**PROBLEM 1:** Turn the records into a numbered list, starting at the first line of the records and ending at the line that contains "x=569, y=357", with both ends included and any blank lines omitted.

**SUPPLIED PASSAGE:**

────────────────────

Four months ago, Abolaji Odunjo made a fundamental change to his business selling mobile phones in a bustling street market in Lagos: He started paying his suppliers in bitcoin.
Odunjo sources handsets and accessories from China and the United Arab Emirates. His Chinese suppliers asked to be paid in the cryptocurrency, he said, for speed and convenience.
The shift has boosted his profits, as he no longer has to buy dollars using the Nigerian naira or shell out fees to money-transfer firms. It is also one example of how, in Africa, bitcoin — the original and biggest cryptocurrency — is finding the practical use that it has largely failed to elsewhere.
“Bitcoin helped to protect my business against the currency devaluation, and enabled me to grow at the same time,” Odunjo said from his two-by-eight metre shop.
“You don’t have to pay charges, you don’t have to buy dollars,” the 30-year-old said, raising his voice above the sound of loud haggling and the honking horns of scooters.
Odunjo is one of many people at the heart of a quiet bitcoin boom in Africa, driven by payments from small businesses as well as remittances sent home from migrant workers, according to data shared exclusively with Reuters and interviews with around 20 bitcoin users and five cryptocurrency exchanges.
Leap in transfers
Monthly cryptocurrency transfers to and from Africa of under US$10 000 — typically made by individuals and small businesses — jumped more than 55% in a year to reach $316-million in June, the data from US blockchain research firm Chainalysis shows.
The number of monthly transfers also rose by almost half, surpassing 600 700, according to Chainalysis, which says the research is the most comprehensive effort yet to map out global crypto use. Much of the activity took place in Nigeria, the continent’s biggest economy, along with South Africa and Kenya.
This represents a reversal for bitcoin which, despite its birth as a payments tool over a decade ago, has mainly been used for speculation by financial traders rather than for commerce.

────────────────────

**PROBLEM 2:** Carry on the article about bitcoin's growing use in Africa from the point where it stops.

[Excerpts from a point labeling dataset]
────────────────────

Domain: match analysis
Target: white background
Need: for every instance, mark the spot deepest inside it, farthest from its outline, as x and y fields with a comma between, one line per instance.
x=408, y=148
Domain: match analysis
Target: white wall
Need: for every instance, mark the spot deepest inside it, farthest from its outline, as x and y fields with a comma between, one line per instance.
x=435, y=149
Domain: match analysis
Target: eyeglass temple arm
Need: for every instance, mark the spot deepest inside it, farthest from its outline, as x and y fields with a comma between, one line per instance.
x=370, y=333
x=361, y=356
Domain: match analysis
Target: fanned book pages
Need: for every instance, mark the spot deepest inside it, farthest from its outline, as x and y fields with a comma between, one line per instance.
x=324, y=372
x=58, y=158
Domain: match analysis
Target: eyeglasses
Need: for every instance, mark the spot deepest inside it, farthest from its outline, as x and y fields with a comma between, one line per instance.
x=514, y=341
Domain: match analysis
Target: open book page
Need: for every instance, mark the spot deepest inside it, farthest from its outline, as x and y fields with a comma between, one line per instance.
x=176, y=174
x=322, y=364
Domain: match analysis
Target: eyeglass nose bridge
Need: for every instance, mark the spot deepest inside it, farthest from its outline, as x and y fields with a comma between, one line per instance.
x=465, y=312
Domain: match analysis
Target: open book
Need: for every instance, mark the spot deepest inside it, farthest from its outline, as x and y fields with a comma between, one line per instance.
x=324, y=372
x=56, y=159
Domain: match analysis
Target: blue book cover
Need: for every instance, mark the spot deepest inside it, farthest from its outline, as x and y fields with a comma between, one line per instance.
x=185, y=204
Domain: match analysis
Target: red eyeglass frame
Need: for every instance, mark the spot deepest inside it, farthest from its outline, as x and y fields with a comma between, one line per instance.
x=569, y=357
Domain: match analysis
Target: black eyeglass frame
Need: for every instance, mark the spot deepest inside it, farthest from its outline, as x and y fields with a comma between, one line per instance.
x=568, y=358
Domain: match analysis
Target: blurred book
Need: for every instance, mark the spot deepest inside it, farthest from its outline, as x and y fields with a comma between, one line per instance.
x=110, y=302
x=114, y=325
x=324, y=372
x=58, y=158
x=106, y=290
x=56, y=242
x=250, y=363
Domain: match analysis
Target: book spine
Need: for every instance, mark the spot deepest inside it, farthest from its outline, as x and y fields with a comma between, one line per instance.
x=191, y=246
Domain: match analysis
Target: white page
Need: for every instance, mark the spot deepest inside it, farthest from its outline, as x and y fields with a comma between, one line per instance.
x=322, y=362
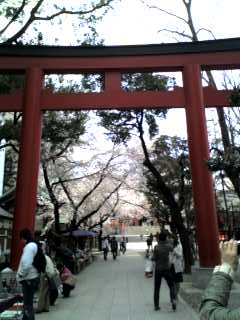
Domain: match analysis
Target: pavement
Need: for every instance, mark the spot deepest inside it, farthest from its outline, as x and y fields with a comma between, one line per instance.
x=116, y=290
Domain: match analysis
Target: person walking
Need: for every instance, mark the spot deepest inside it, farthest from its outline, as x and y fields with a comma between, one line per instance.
x=114, y=247
x=67, y=278
x=105, y=247
x=177, y=264
x=123, y=245
x=215, y=298
x=162, y=270
x=44, y=289
x=27, y=274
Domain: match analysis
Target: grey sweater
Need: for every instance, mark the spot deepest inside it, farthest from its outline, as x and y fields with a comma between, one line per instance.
x=215, y=299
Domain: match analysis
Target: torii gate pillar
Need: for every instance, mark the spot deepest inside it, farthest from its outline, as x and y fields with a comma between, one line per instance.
x=28, y=164
x=206, y=219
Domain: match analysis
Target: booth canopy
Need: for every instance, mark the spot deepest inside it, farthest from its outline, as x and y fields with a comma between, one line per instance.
x=81, y=233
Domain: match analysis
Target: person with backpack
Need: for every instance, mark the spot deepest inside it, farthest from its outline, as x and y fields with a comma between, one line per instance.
x=47, y=292
x=27, y=273
x=67, y=278
x=114, y=247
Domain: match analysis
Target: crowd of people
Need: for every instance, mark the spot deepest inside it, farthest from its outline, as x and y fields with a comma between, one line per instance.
x=111, y=244
x=164, y=261
x=47, y=273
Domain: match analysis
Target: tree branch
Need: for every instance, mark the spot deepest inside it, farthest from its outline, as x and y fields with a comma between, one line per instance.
x=27, y=24
x=78, y=12
x=182, y=34
x=165, y=11
x=14, y=17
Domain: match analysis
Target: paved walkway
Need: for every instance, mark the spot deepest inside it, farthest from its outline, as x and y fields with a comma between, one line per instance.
x=116, y=290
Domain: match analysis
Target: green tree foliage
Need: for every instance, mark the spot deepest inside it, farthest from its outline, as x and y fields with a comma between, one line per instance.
x=26, y=21
x=122, y=125
x=170, y=156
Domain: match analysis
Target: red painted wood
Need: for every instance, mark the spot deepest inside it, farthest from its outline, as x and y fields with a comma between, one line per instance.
x=28, y=164
x=206, y=220
x=36, y=100
x=114, y=98
x=173, y=62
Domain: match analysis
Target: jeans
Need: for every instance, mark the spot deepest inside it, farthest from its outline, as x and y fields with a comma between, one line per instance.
x=167, y=275
x=29, y=287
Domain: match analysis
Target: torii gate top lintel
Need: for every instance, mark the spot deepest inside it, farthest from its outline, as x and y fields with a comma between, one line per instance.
x=210, y=54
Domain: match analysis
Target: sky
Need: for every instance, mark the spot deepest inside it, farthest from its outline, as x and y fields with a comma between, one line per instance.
x=131, y=22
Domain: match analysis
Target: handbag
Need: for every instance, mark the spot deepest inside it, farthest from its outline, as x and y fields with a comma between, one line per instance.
x=71, y=281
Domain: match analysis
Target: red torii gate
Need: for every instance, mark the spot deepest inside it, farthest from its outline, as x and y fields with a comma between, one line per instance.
x=188, y=58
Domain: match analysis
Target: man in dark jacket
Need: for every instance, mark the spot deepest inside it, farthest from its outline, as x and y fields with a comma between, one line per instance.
x=215, y=298
x=162, y=269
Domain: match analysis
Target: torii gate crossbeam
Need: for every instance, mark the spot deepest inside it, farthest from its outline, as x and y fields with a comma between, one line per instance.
x=188, y=58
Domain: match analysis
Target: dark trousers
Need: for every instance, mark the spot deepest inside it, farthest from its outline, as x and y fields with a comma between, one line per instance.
x=114, y=253
x=66, y=290
x=29, y=287
x=167, y=275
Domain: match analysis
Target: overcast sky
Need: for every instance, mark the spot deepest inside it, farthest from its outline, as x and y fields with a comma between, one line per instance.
x=131, y=22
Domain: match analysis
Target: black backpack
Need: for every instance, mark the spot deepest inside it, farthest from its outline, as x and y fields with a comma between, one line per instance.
x=39, y=260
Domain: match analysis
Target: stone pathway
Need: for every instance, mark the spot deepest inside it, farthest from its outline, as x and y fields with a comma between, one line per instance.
x=116, y=290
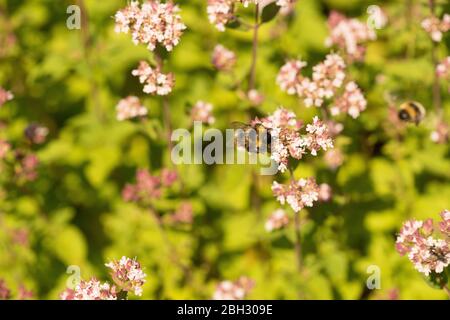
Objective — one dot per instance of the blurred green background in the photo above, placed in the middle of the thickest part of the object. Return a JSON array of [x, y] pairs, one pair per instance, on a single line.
[[71, 80]]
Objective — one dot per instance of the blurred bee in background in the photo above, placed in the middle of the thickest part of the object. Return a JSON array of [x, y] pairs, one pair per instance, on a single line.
[[411, 111], [253, 138]]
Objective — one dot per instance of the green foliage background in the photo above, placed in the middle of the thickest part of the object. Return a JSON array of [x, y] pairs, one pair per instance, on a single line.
[[71, 81]]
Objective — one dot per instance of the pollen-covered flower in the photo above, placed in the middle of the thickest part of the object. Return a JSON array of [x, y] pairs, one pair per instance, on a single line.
[[436, 27], [289, 77], [352, 101], [153, 23], [36, 133], [325, 192], [349, 34], [233, 290], [127, 274], [277, 220], [130, 107], [327, 77], [441, 133], [428, 254], [443, 68], [5, 96], [155, 81], [4, 148], [298, 193], [90, 290], [202, 111], [220, 12], [222, 58]]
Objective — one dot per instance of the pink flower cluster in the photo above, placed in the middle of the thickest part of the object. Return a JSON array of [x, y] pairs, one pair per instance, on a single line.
[[349, 35], [298, 193], [287, 141], [443, 68], [148, 187], [428, 254], [5, 96], [155, 81], [436, 27], [222, 58], [441, 133], [277, 220], [327, 78], [202, 111], [233, 290], [151, 24], [127, 274], [130, 107], [90, 290]]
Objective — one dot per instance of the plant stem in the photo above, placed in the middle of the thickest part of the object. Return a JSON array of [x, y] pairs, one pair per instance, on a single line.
[[165, 108], [252, 76], [437, 101], [298, 240]]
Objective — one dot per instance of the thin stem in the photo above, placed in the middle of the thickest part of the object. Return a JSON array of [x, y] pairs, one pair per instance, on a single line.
[[298, 240], [165, 108], [252, 76], [437, 100]]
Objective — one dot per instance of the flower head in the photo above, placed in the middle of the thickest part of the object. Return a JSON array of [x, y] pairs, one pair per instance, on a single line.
[[298, 193], [153, 23], [127, 274], [202, 111], [155, 81]]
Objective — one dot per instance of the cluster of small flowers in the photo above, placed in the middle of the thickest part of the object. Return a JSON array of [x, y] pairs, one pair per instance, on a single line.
[[427, 253], [5, 96], [441, 133], [288, 142], [233, 290], [130, 107], [349, 35], [151, 24], [443, 68], [298, 193], [184, 214], [127, 274], [436, 27], [36, 133], [223, 59], [277, 220], [202, 111], [325, 192], [90, 290], [328, 76], [352, 101], [148, 187], [155, 81]]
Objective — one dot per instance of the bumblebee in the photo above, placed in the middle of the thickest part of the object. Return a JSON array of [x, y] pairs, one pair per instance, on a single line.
[[253, 138], [411, 111]]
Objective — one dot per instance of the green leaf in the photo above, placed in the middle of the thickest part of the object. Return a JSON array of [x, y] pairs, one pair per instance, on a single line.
[[269, 12]]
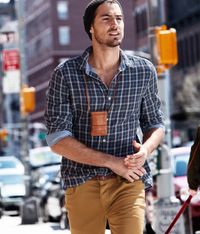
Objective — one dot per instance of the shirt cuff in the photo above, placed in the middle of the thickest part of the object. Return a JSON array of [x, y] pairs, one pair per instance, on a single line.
[[53, 138]]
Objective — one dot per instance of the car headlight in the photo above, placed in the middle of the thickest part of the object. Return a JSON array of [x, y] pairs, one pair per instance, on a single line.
[[184, 194]]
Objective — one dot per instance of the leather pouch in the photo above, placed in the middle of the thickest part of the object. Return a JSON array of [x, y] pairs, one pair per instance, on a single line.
[[99, 123]]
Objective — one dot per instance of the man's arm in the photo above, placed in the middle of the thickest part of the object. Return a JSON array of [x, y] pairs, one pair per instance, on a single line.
[[74, 150], [152, 139]]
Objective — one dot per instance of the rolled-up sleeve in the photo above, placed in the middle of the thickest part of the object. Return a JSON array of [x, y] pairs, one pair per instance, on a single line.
[[58, 111], [151, 114]]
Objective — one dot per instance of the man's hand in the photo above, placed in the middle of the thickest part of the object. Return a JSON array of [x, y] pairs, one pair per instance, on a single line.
[[138, 159], [119, 168]]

────────────────────

**FINAL RESULT 1:**
1. Domain: match analysis
2. Target: white background
3. Need: for every instance, mark the spot deepest inside it, farthest from its outline, as x and y fields with a comma between, one line per instance.
4. x=408, y=148
5. Domain: match analysis
6. Target: white wall
7. Need: for every instance, mark the spot deepest inside it, farthest from its outline, as x and y fields with a comma between, one line per instance.
8. x=435, y=149
9. Domain: match analysis
10. Target: eyeglass temple arm
11. Need: for every instance, mark the spot deepest inside it, farthest from its outline, as x and y fields with a comma between, one line per instance.
12. x=370, y=333
13. x=361, y=356
14. Domain: match analysis
15. Target: fanned book pages
16. Need: for every instance, mark the spot deepest inside it, farthest from its outline, as x and y fields with a comma between, one line per instance.
17. x=324, y=372
18. x=58, y=158
19. Domain: match analysis
20. Target: eyeglasses
21. Need: for every instance, mark the spot deepest inside it, farthest from its outline, as x and y fields with a comma between, one line per instance.
22. x=514, y=341
23. Domain: match analysis
24. Target: open book page
25. Need: for every instance, mark the spot deepest inside it, farthest from its outline, as x and y fields with a comma between, one line per instance.
26. x=176, y=174
27. x=322, y=364
28. Domain: match analysis
29. Target: eyeglass nose bridge
30. Need: for every instance, mark the spot deepest inside it, farthest from its outline, as x and y fields with a comma between, one line per instance.
31. x=465, y=312
32. Domain: match analysis
33. Target: open book
34. Need: for every instance, mark the spot deepest inside it, farthest from its outline, as x and y fields with a comma between, one line per instance.
35. x=324, y=372
36. x=56, y=159
37. Domain: match analysis
38. Target: blue book cover
39. Need: for every instance, mark the spot deepest inside it, farthest from its outline, as x and y fields with a comma between, one line per instance.
40. x=185, y=204
41. Domain: match analysis
42. Target: red eyeglass frame
43. Need: for every instance, mark the spot deepest inside it, farthest from its outline, as x and y fields with a comma between, one line per instance.
44. x=569, y=357

**FINAL RESULT 2:**
Why a boom in Africa? Young, tech-savvy populations that have adapted quickly to bitcoin; weaker local currencies that make it harder to get dollars, the de facto currency of global trade; and complex bureaucracy that complicates money transfers.
The bitcoin users interviewed, based in five countries from Nigeria to Botswana, said the cryptocurrency was helping people make their businesses nimbler and more profitable, and helping those working in places like Europe and North America hang on to more of the earnings they send home.
Yet risks abound.
Bitcoin and other cryptocurrencies are unregulated in many countries and their legal status is unclear, meaning there is no safety net and little recourse if you lose funds.
For many, converting local currencies to and from bitcoin relies on informal brokers. Prices are volatile, and buying and selling is a complex process that demands technical knowledge.
In 2018, the Nigerian central bank warned cryptocurrencies were not legal tender, and investors were unprotected.
A steady stream of customers comes and goes from Odunjo’s shop, one of a dozen units along a dark corridor in an indoor section of the market known as Computer Village.
Odunjo makes two or three transfers a month of around 0.5-0.7 bitcoin ($5 900-$8 300) each, to suppliers in Shanghai and Zhangzhou. East Asia, Chainalysis found, is one of the top partners for bitcoin trading with Africa.
Wider trends
Odunjo’s trades offer a microcosm of the wider trends at play in both Nigeria and across the continent.
In Nigeria, small cryptocurrency transfers totalled nearly $56-million in June, nearly 50% more than a year before. The number of transactions jumped over 55% to 120 000.
Gauging how cryptocurrencies are used in particular locations is tough, though. Digital coins offer a high degree of anonymity, and though the value of transactions can be tracked on the blockchain, the identity or whereabouts of a user cannot.
Chainalysis, which tracks crypto flows for financial firms and US law enforcement, gathered the data by analysing Web traffic and trading patterns, though locations can be obscured by virtual private networks. It separated transfers of under $10 000 from larger sums common among professional traders.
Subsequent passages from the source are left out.